Images for object localization:
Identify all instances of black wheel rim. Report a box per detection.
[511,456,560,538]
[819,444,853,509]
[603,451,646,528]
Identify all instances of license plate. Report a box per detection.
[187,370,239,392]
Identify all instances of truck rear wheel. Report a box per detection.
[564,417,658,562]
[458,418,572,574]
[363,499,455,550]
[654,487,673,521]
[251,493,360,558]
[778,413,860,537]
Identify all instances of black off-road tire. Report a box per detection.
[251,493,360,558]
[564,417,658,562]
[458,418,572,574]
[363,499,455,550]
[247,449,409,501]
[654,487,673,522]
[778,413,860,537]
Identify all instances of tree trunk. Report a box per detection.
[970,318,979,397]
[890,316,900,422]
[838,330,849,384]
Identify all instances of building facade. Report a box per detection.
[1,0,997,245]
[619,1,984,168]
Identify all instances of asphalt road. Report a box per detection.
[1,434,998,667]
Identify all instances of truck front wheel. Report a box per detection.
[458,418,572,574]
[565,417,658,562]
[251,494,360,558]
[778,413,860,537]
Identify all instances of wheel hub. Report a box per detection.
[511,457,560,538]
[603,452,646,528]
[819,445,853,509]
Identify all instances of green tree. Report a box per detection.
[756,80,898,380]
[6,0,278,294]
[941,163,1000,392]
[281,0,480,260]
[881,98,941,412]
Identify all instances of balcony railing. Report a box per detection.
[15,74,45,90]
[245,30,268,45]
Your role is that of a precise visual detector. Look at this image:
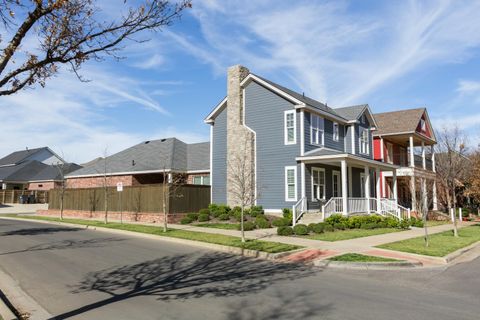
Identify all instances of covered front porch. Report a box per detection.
[293,151,408,225]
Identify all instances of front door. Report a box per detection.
[332,171,342,197]
[311,168,325,201]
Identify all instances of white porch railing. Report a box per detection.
[292,196,307,226]
[322,197,410,221]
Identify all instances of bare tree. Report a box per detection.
[0,0,191,96]
[93,148,111,224]
[54,160,69,220]
[435,126,468,237]
[160,167,185,232]
[465,148,480,206]
[227,140,256,243]
[413,179,433,247]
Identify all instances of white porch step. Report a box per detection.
[298,212,323,225]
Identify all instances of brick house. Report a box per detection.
[66,138,210,188]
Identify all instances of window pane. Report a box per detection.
[287,170,295,184]
[288,185,295,198]
[288,128,294,141]
[203,176,210,185]
[193,176,202,184]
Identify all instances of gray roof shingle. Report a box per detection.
[334,104,368,121]
[67,138,210,177]
[0,161,81,182]
[0,147,47,167]
[373,108,425,136]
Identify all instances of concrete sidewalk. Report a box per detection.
[0,204,47,214]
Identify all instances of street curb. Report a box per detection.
[0,290,17,320]
[313,259,422,270]
[444,241,480,263]
[0,217,304,262]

How to complete this task: A word-for-word copy of the entries above is what is needed, without any images.

Solution to the exercise:
Identify all instances of black wheel rim. Report a box per detection.
[511,456,560,538]
[819,444,853,509]
[603,451,646,528]
Identify all instances of license plate. Report a box per detection.
[187,370,239,392]
Identify all instances of truck rear wheel. Report a box per detection.
[564,417,658,562]
[458,418,572,574]
[363,499,455,550]
[654,487,673,521]
[251,493,360,558]
[778,413,860,537]
Identify all instances of black off-road tire. Report a box per detection.
[251,493,360,558]
[564,417,658,562]
[458,418,572,574]
[363,499,455,550]
[247,449,409,501]
[654,487,673,522]
[778,413,860,537]
Identify all instances of tree trunk. Report a box per detection.
[970,318,979,397]
[890,316,900,422]
[838,330,849,384]
Identify all instances of building facade. Report a box per detection.
[1,0,997,245]
[619,1,984,168]
Identify all instances of asphalt road. Report a box per detection.
[1,434,998,667]
Identify all instances of truck front wheel. Report a box per detection.
[458,418,572,574]
[565,417,658,562]
[251,494,360,558]
[778,413,860,537]
Identify all instances of wheel hub. Report a box per detection.
[511,457,560,538]
[603,452,646,528]
[819,445,853,509]
Identify all instances of green tree. Report a box per detection.
[756,80,898,380]
[6,0,278,294]
[941,163,1000,392]
[281,0,480,260]
[881,98,941,412]
Identify all instances of balcony railing. Report a box per detection.
[15,74,45,90]
[245,30,268,45]
Your role is that of a precise visual detector. Look at this image:
Identify all instances of covered front porch. Report a box per detection.
[293,151,408,225]
Identify all instances of front door. Report a box per detection.
[332,171,342,197]
[311,168,325,201]
Identify all instances of white porch railing. Report a box per detection.
[292,196,307,226]
[322,197,410,221]
Identify all instances of bare tree. Report a box per detection.
[0,0,191,96]
[93,148,111,224]
[54,160,69,220]
[435,126,468,237]
[160,167,185,232]
[465,148,480,206]
[227,140,256,243]
[413,179,433,247]
Identify all instances of white porch step. Report a box per detection.
[298,212,323,225]
Identify all instances of brick house. Report a box per detection.
[66,138,210,188]
Identify all instances of window pane. Report a box per detection.
[287,170,295,184]
[288,185,295,198]
[288,128,294,141]
[203,176,210,185]
[193,176,202,184]
Identify all instances of gray roof shingle. Report a box per detection.
[334,104,368,121]
[67,138,210,177]
[0,161,81,182]
[0,147,47,167]
[373,108,425,136]
Identify all instances of concrete sidewalk. Report a box per detection.
[0,204,47,214]
Identify all instances of street curb. Report a box per detection.
[0,290,17,320]
[313,259,422,270]
[444,241,480,263]
[0,217,304,262]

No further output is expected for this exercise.